| EXERCISE MATERIAL |
----------
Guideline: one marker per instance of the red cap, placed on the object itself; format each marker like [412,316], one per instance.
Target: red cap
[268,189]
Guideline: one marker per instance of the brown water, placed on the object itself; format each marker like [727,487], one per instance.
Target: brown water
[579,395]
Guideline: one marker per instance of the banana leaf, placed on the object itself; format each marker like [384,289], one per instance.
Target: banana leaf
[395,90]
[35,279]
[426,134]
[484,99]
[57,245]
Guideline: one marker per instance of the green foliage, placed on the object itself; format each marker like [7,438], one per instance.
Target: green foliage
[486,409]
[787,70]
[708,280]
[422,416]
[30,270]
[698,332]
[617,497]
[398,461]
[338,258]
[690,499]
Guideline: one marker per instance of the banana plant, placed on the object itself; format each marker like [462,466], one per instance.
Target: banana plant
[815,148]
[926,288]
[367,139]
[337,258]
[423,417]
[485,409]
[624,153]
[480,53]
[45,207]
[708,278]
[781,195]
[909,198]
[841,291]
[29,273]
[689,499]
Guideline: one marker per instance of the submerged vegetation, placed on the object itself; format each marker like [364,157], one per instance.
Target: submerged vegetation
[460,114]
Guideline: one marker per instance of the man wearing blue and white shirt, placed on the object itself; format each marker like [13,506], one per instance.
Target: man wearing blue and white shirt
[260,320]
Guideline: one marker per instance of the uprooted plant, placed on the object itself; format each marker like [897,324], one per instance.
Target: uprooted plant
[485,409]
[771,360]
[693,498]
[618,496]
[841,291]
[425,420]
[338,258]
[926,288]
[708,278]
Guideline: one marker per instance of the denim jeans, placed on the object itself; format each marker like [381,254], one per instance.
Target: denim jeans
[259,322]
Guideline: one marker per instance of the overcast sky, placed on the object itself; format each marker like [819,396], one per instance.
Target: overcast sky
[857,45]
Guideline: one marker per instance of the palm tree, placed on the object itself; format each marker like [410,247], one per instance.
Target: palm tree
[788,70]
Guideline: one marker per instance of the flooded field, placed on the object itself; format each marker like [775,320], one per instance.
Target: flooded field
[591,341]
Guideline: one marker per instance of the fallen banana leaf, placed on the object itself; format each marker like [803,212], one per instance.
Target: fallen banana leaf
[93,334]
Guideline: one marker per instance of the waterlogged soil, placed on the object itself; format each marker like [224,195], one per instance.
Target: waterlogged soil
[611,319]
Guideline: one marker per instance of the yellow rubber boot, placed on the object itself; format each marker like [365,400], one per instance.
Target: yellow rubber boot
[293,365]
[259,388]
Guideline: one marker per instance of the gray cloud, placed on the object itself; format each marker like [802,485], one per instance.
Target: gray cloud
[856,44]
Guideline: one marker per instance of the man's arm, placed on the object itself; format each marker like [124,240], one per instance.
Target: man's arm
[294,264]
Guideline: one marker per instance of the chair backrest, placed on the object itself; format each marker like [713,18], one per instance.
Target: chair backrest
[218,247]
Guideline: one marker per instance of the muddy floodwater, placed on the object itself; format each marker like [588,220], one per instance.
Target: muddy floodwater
----------
| EXERCISE GOAL |
Output the records verbatim, from the first line to the last.

| TASK SOLUTION |
Guideline: one marker per instance of the red cap, placed on the object itself; format each marker like [412,316], one per instance.
Target: red cap
[268,189]
Guideline: one marker per instance of the brown water, placed on the object itself; format each marker like [727,487], one per instance.
Target: brown water
[579,395]
Guideline: one marker per instance of the banana leaf, placed on the object itself; format each marker like [384,289], one per instance.
Target: banana leaf
[395,90]
[35,279]
[426,134]
[484,99]
[57,245]
Guideline: one marker per instance of the green foliage, placed on the object itself; format each marker like [7,438], one per instance.
Target: green foliage
[486,409]
[787,70]
[708,280]
[422,416]
[30,270]
[698,332]
[617,497]
[398,461]
[338,258]
[690,499]
Guideline: one marker per instance of the banana plant, placed on the object itself; format each marker like [462,466], one per instance.
Target: banana plant
[815,148]
[926,288]
[367,139]
[337,258]
[423,417]
[485,409]
[624,153]
[480,53]
[45,207]
[708,278]
[781,195]
[909,198]
[841,291]
[29,273]
[689,499]
Guideline: one marker per instance of the submerged vegetation, placed on the object itself; format each marker like [364,157], one per instance.
Target: submerged vegetation
[460,114]
Guideline: one marker per instance of the man wearing blue and white shirt, placed on the object itself; format each marker like [13,506], one per instance.
Target: man wearing blue and white shirt
[260,320]
Guideline: one marker per instance of the uprooted plant, placed on the object itself; format each marker like [897,324], one per instance.
Target: uprooted plant
[485,409]
[771,360]
[693,498]
[618,496]
[841,291]
[425,420]
[338,258]
[926,288]
[708,278]
Guideline: one marker per instance of the denim jeans, placed on the object itself; format each marker like [381,254], one per instance.
Target: denim jeans
[259,322]
Guideline: one marker per instance of the overcast sky, placed on the object itself; format each marker like [819,396], one per instance.
Target: overcast sky
[857,45]
Guideline: one marker per instance of the palm tree, placed on the object itself; format each marker like [410,247], one per instance.
Target: palm tree
[788,70]
Guideline: one marker per instance of the flooded field, placed on the object itself; format each marker like [775,320], one per instance.
Target: flooded field
[591,341]
Guideline: one marker per instance of the fallen banana leaf, placed on the object itself; format each marker like [803,212], one per instance.
Target: fallen banana leaf
[93,334]
Guideline: one marker per instance of the waterlogged soil, placed on the object itself; format each marker like [224,195], one per instance.
Target: waterlogged soil
[611,319]
Guideline: one marker per instance of the yellow rubber boot, placed on the object itself; format each marker like [365,400], one per instance.
Target: yellow rubber boot
[293,365]
[259,388]
Guideline: one marker per instance of the gray cloud, placed on the object itself; format each marker like [802,485], one per instance.
Target: gray cloud
[856,44]
Guideline: one marker per instance of the man's arm, placed on the object itself; format each marker like [124,240], one per instance.
Target: man's arm
[294,264]
Guideline: one marker per instance of the chair backrest, placed on the object itself; format each marker like [713,18], one per instance.
Target: chair backrest
[218,247]
Guideline: one marker per instance of the muddy floodwater, placed on the object itself; format each marker like [588,220], one per instance.
Target: muddy floodwater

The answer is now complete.